YOUR ASSIGNMENT:
Go through the listing and copy each line with the string "hubcap".

INPUT DATA:
********

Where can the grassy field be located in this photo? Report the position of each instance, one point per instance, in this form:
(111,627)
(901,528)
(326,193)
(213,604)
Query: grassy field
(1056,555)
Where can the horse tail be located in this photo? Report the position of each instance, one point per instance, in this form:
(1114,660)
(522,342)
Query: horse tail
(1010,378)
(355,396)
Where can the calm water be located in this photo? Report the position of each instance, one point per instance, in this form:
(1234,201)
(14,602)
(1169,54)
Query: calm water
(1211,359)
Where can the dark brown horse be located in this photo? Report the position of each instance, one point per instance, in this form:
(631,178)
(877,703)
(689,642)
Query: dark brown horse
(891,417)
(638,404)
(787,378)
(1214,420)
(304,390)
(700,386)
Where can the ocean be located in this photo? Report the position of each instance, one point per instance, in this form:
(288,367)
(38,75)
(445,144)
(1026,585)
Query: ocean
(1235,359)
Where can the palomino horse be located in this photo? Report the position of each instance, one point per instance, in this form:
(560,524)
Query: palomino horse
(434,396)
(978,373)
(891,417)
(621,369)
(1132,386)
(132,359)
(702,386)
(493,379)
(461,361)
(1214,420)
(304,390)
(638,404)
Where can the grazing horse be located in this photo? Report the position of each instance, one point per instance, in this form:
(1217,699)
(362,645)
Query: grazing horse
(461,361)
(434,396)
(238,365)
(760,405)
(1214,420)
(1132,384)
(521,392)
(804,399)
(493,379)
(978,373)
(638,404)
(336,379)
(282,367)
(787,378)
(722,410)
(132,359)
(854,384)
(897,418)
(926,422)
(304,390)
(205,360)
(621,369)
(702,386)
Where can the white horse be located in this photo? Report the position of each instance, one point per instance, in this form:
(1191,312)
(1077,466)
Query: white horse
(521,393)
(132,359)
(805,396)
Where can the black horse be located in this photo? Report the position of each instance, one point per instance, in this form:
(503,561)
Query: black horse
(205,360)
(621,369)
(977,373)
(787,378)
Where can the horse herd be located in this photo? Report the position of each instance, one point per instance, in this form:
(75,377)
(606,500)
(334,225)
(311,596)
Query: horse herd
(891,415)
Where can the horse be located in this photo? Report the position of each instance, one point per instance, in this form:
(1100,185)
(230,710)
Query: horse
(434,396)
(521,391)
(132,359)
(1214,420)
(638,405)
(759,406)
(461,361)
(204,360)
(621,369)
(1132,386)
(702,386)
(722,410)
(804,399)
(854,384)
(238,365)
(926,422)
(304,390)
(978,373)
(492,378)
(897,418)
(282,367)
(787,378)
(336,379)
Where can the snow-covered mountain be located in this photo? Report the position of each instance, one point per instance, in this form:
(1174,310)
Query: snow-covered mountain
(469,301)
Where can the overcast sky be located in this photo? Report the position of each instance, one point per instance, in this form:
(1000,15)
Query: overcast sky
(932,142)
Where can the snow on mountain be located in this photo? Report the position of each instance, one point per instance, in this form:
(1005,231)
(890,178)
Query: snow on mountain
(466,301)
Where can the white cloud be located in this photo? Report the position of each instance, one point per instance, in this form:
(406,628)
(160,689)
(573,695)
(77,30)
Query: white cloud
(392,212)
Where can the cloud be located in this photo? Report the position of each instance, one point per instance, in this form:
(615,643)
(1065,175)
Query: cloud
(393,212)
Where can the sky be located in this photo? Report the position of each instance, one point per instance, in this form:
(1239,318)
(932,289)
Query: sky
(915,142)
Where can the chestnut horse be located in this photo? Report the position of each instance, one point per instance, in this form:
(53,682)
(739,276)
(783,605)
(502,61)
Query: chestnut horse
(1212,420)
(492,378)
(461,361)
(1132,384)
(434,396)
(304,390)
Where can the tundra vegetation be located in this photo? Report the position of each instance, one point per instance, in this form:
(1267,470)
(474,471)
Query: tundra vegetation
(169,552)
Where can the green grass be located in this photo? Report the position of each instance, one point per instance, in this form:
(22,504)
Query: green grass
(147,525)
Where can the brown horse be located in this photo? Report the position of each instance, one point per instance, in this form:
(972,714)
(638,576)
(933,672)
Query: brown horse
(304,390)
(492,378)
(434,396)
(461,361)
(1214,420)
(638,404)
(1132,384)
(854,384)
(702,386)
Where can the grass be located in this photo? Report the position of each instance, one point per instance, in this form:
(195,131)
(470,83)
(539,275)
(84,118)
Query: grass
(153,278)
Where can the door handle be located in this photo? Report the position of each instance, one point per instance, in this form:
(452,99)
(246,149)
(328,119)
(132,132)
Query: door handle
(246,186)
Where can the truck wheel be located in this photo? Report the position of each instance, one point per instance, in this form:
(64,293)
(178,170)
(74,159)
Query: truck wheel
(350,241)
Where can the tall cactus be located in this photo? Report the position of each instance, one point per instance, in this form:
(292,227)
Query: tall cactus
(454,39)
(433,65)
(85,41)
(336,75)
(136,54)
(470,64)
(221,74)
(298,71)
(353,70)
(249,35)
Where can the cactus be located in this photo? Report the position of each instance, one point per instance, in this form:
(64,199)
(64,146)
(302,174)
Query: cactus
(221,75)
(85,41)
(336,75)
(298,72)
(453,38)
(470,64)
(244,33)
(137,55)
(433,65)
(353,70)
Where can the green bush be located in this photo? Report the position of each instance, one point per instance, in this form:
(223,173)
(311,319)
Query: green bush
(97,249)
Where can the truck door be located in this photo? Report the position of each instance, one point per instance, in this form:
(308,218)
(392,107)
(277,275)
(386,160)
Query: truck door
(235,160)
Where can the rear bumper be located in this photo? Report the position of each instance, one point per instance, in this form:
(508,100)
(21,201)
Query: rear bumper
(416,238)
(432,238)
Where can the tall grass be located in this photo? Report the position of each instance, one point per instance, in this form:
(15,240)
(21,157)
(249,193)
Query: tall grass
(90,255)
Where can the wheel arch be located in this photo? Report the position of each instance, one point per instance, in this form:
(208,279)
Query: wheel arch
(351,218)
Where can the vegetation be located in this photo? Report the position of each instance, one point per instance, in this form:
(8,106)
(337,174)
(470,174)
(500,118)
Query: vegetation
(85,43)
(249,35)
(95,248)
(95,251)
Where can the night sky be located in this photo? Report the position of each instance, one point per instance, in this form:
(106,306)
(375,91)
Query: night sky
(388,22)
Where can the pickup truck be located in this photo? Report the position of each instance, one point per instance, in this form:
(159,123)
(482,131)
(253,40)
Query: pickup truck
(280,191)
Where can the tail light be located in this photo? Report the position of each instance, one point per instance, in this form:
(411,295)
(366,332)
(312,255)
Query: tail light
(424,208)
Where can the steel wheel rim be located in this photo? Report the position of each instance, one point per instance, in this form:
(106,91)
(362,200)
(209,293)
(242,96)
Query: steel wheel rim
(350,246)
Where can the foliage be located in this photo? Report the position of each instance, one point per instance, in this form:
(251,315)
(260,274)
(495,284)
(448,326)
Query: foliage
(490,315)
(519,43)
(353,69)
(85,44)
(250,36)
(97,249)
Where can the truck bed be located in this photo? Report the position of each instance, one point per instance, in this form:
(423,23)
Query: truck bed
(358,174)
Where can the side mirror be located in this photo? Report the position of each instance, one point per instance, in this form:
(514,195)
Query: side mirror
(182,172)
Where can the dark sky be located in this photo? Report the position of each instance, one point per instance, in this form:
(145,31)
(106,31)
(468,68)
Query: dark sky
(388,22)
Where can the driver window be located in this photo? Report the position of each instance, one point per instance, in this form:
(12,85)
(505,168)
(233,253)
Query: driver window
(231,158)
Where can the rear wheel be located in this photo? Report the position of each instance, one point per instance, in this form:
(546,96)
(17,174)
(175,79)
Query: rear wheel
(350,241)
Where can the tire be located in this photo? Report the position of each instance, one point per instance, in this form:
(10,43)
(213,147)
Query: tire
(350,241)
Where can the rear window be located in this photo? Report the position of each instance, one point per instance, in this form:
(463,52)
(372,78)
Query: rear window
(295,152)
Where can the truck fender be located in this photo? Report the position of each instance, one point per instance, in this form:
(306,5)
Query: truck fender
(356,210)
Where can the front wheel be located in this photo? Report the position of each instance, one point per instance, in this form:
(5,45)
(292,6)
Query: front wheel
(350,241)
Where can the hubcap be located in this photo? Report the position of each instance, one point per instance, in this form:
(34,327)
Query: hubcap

********

RESPONSE TO THE EXERCISE:
Where can the hubcap be located in this photo? Report the position of each instance, one point per instance, in this form:
Query: hubcap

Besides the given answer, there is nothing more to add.